To do: The lines to copy are those with "woman" in them. Pull each one from the entries below.
[Opening Records to process section]
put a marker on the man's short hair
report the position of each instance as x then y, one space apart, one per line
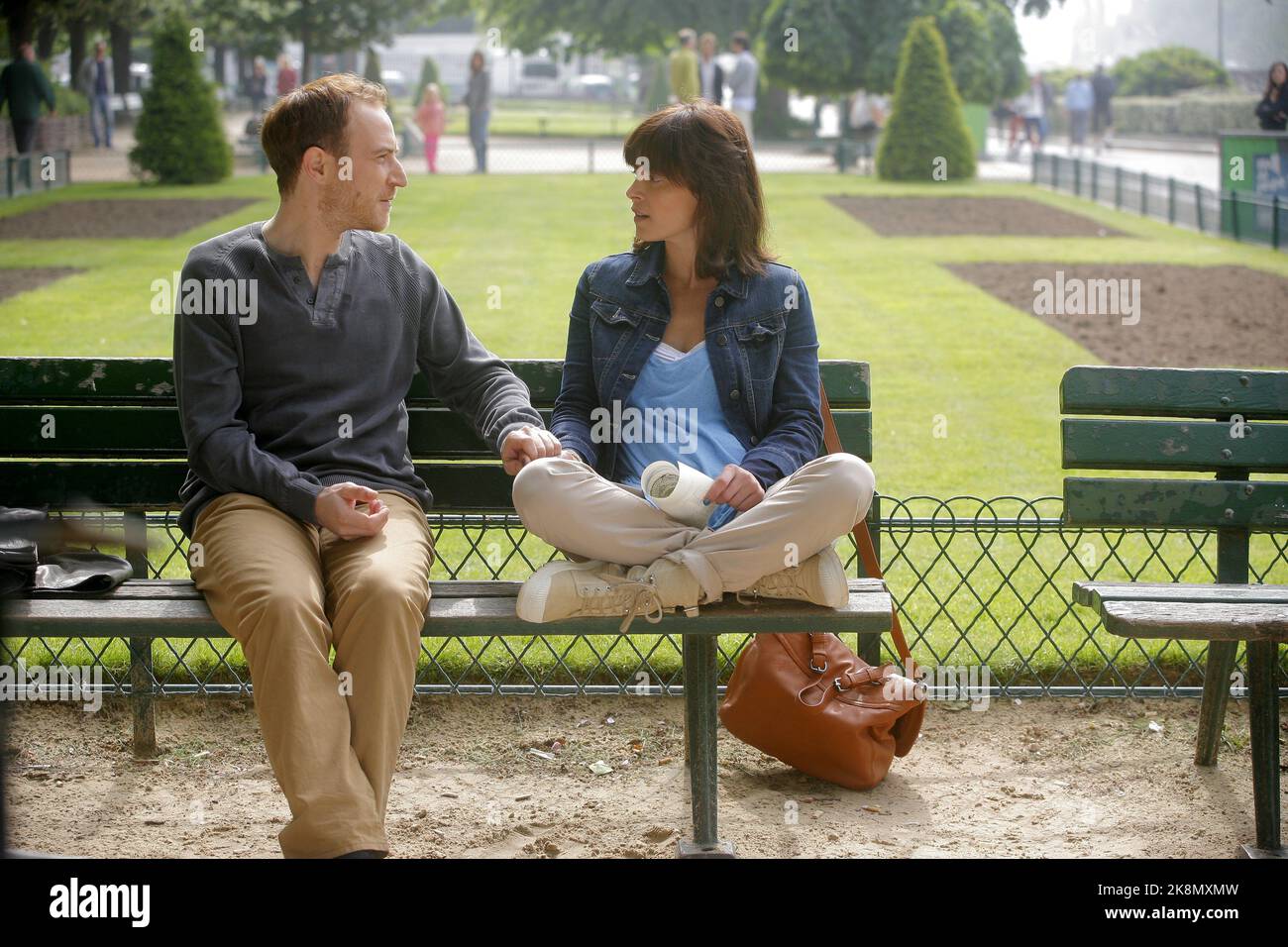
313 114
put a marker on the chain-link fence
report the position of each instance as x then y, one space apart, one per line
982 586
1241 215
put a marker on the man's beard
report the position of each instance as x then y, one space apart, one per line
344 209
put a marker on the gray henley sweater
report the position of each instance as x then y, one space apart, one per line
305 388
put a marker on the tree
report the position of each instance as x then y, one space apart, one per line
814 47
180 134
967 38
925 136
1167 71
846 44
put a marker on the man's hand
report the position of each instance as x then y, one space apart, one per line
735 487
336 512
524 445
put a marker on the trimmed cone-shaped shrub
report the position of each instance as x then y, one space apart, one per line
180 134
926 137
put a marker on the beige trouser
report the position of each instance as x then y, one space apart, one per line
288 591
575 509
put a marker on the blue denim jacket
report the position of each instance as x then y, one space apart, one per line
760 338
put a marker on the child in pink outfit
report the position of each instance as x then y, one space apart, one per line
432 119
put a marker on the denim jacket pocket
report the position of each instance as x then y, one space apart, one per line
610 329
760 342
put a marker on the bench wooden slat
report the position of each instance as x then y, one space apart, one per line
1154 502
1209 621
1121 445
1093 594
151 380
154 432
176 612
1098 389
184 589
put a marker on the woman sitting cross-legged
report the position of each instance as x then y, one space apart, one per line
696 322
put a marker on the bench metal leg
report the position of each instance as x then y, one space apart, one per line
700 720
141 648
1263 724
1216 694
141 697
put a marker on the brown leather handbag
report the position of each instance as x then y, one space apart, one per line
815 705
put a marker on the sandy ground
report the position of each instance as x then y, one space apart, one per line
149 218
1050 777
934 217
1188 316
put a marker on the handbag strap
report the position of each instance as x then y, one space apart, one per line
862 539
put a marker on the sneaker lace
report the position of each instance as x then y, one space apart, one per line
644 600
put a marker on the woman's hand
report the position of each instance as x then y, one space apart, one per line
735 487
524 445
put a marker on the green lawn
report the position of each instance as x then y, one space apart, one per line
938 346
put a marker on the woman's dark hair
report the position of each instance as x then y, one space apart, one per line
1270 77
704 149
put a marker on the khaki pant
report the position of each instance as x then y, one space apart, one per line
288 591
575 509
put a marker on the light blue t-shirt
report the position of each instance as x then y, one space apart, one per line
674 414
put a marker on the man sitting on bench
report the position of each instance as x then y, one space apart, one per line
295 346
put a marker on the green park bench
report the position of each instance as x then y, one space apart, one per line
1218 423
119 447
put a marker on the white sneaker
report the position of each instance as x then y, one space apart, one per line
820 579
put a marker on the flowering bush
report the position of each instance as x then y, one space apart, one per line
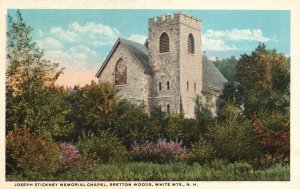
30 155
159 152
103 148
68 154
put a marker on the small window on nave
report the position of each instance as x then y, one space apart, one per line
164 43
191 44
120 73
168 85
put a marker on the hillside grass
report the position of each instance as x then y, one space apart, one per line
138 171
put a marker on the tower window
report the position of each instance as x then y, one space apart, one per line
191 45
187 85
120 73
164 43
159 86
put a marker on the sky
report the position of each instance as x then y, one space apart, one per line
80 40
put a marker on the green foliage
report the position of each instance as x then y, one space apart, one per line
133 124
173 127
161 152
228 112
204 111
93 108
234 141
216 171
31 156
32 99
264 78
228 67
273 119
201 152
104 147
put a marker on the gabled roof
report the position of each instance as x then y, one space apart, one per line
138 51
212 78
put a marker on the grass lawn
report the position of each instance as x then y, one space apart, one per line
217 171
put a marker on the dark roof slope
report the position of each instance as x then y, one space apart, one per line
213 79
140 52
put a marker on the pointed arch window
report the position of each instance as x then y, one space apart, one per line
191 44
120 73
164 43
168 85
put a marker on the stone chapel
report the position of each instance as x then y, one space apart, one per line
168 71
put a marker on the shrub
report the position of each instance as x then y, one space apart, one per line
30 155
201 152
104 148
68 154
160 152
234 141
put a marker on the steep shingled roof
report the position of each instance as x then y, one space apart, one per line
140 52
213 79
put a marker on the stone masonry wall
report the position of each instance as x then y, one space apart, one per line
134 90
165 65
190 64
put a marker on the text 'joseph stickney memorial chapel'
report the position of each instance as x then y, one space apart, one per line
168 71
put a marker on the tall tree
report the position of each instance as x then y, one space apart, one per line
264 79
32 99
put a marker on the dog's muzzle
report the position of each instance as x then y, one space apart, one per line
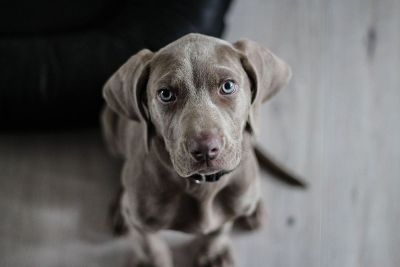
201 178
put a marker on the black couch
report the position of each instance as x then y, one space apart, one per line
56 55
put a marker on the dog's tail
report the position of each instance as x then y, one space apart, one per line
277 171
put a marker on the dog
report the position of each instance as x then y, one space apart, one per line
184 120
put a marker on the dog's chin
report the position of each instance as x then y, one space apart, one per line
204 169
[Closing Records to process section]
[Opening Records to process section]
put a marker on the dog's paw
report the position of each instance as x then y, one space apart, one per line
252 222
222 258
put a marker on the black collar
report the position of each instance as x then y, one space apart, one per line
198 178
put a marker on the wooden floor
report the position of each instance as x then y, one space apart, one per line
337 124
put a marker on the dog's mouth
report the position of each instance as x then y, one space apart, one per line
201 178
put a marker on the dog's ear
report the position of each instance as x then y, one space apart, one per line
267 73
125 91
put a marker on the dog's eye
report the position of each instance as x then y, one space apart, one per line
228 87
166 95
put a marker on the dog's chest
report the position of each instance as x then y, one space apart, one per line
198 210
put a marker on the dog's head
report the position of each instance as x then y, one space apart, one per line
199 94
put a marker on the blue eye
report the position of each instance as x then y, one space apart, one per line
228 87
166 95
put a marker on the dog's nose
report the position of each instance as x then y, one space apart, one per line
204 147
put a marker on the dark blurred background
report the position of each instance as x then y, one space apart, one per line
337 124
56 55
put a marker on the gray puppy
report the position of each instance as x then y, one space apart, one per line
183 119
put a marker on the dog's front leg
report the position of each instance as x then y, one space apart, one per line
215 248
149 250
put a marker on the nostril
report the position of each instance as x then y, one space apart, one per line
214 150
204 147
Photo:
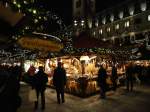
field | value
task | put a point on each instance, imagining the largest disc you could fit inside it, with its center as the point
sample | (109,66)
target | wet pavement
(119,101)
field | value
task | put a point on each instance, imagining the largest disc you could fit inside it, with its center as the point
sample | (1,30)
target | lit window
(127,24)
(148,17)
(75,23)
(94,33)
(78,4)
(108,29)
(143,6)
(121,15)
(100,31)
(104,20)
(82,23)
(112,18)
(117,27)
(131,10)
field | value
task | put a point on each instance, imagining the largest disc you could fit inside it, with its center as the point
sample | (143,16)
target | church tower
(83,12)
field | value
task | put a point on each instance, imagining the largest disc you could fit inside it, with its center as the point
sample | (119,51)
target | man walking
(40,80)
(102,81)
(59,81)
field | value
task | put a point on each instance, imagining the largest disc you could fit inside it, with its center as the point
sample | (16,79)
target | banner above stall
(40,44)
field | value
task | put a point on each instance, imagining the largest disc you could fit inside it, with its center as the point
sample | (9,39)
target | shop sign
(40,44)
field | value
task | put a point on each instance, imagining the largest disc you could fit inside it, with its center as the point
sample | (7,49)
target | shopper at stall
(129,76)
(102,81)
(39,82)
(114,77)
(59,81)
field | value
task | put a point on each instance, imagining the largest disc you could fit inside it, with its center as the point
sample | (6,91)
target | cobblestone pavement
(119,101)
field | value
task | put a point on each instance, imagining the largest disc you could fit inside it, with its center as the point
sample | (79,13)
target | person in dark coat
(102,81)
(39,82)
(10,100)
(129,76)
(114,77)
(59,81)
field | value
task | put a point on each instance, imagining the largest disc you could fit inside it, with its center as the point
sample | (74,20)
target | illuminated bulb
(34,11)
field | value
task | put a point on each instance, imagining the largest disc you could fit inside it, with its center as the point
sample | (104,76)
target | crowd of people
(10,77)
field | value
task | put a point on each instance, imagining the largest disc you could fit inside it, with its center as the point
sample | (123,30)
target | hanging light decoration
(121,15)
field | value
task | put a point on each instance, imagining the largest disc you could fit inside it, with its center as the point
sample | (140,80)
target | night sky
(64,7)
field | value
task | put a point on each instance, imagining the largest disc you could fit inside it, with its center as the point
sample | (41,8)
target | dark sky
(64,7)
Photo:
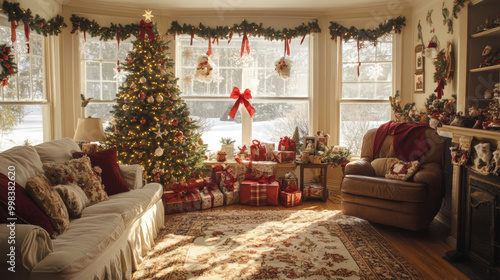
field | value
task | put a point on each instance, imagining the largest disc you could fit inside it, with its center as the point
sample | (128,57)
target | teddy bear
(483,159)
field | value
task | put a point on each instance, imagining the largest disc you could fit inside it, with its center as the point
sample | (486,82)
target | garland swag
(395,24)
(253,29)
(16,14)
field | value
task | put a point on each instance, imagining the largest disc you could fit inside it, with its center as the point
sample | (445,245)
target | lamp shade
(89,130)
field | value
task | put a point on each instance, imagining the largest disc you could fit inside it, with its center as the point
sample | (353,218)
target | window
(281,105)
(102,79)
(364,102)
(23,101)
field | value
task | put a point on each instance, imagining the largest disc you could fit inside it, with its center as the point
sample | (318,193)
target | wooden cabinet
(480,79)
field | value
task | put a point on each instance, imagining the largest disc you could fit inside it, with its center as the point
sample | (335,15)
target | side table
[Closing Records to process section]
Task result:
put a marker on the woman sitting cross-legged
put a marker on the woman's hand
put a marker on the woman's dark hair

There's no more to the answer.